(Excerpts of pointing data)
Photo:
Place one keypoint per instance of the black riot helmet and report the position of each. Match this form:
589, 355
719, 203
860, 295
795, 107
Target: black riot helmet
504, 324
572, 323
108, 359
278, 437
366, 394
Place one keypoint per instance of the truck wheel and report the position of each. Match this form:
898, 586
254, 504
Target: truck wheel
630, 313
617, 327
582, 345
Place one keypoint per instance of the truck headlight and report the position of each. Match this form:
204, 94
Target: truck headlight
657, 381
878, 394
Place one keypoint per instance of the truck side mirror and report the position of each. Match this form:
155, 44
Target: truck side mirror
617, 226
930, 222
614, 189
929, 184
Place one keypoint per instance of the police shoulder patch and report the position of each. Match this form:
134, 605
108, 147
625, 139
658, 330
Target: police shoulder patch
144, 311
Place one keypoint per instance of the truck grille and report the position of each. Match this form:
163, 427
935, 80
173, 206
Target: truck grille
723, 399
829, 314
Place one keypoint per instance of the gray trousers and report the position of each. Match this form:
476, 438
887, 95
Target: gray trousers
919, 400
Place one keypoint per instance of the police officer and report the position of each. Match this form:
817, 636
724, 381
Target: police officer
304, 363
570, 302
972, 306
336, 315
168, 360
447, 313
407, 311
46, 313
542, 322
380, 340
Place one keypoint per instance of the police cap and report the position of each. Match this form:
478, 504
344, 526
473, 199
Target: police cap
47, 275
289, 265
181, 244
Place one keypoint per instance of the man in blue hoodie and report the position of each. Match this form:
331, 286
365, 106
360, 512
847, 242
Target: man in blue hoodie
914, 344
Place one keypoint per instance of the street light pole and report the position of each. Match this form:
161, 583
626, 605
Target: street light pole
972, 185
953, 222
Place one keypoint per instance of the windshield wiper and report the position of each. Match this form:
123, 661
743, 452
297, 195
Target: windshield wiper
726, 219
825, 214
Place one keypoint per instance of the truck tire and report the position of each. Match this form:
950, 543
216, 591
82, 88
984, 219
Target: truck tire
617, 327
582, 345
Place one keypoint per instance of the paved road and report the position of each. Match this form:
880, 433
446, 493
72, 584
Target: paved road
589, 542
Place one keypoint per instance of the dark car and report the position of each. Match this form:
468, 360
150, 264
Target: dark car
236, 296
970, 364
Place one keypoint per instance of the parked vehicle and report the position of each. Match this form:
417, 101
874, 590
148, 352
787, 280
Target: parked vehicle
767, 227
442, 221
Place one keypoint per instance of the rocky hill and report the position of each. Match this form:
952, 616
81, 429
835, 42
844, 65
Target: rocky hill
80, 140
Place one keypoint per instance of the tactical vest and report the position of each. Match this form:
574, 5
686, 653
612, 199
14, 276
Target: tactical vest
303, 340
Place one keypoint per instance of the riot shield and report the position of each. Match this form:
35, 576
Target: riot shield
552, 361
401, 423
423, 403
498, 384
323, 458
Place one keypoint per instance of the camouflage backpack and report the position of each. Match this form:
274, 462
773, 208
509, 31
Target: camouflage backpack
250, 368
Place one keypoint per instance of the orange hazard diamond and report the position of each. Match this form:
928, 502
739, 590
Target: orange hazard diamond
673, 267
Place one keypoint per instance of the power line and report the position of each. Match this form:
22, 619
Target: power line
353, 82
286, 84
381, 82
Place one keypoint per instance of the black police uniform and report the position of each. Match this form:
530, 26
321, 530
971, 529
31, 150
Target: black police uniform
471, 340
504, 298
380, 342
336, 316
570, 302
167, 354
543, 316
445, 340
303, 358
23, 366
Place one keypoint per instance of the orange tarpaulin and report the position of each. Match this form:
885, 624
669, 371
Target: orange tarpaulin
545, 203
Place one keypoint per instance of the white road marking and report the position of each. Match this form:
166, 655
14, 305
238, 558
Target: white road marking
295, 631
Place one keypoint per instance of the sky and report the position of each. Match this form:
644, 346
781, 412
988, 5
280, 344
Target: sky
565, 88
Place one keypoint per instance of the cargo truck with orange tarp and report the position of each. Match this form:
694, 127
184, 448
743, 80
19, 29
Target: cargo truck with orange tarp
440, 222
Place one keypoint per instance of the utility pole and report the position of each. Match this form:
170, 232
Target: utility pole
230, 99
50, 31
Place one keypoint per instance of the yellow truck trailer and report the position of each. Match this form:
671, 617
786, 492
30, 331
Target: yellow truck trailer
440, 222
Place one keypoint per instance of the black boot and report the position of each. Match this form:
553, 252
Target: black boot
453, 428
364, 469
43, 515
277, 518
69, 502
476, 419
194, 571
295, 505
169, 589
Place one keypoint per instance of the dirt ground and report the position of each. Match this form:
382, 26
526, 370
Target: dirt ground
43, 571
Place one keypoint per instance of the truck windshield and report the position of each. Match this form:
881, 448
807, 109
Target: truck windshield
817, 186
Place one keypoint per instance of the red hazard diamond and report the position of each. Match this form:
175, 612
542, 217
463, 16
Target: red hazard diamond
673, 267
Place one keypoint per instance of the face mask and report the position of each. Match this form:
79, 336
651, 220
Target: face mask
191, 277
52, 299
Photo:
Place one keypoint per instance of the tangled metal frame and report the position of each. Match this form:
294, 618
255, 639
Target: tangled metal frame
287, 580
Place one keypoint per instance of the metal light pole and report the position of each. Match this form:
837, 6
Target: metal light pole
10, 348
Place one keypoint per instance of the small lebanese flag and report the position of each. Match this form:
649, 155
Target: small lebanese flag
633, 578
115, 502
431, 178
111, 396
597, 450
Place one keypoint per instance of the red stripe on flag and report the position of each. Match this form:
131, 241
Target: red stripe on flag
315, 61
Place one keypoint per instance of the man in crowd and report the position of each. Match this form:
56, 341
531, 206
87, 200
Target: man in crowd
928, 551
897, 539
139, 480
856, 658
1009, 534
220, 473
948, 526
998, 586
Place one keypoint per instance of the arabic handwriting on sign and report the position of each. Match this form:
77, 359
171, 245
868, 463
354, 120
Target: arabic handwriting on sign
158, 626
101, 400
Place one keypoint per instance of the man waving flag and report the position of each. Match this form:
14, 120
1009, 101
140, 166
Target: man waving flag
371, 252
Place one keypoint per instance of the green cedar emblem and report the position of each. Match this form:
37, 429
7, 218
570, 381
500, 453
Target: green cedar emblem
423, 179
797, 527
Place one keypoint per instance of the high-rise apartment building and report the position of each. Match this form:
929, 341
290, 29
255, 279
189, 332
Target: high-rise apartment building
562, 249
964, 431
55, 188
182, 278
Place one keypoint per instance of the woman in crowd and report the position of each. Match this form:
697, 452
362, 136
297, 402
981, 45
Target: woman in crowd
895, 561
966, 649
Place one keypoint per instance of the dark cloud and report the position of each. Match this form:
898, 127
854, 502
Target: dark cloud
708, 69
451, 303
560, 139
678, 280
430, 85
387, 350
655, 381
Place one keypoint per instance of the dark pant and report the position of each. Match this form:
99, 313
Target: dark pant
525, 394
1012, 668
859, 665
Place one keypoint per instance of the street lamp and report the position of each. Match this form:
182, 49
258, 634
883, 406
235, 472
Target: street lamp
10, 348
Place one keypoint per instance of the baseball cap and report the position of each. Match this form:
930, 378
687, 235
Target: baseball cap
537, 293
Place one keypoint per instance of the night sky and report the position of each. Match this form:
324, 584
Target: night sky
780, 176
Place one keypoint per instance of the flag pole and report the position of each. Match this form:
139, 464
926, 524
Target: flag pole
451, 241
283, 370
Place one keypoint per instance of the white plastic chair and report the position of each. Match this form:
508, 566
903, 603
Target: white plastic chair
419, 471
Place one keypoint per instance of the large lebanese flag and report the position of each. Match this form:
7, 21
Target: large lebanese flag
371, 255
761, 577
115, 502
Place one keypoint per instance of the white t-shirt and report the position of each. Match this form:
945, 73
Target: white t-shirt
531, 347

» **EXERCISE GOAL**: Your task is to write out the lines from the one with "Place one keypoint per instance of the street lamp" through the end of the records, exactly and with nothing added.

» **SOLUTION FOR THIS PROBLEM**:
Place one keypoint per instance of the street lamp and report the position of each. Match this form:
182, 49
258, 634
883, 406
235, 472
Target: street lamp
10, 348
Place one keypoint per instance of the baseball cap and report the position of each. Match this form:
930, 378
687, 235
Target: baseball cap
537, 293
Place one keypoint per instance of the night sky and report the position of each. Match this form:
324, 584
Target: night sky
780, 176
Place one keypoint per instance of the flag pole and report the position of each. Match this form:
139, 464
926, 524
Target: flag pole
451, 241
283, 370
Place one keypoint per instance of the white plastic chair and report the position of each. Match this form:
508, 566
903, 603
Target: white plastic chair
419, 471
Place one keypoint per instance of the large lebanese flag and report the position of each. Match this form:
7, 21
Target: large lebanese flag
371, 255
761, 577
115, 502
Place one keypoint per instance of the white t-shirt and report the position of each. Match this form:
945, 73
Target: white t-shirt
531, 347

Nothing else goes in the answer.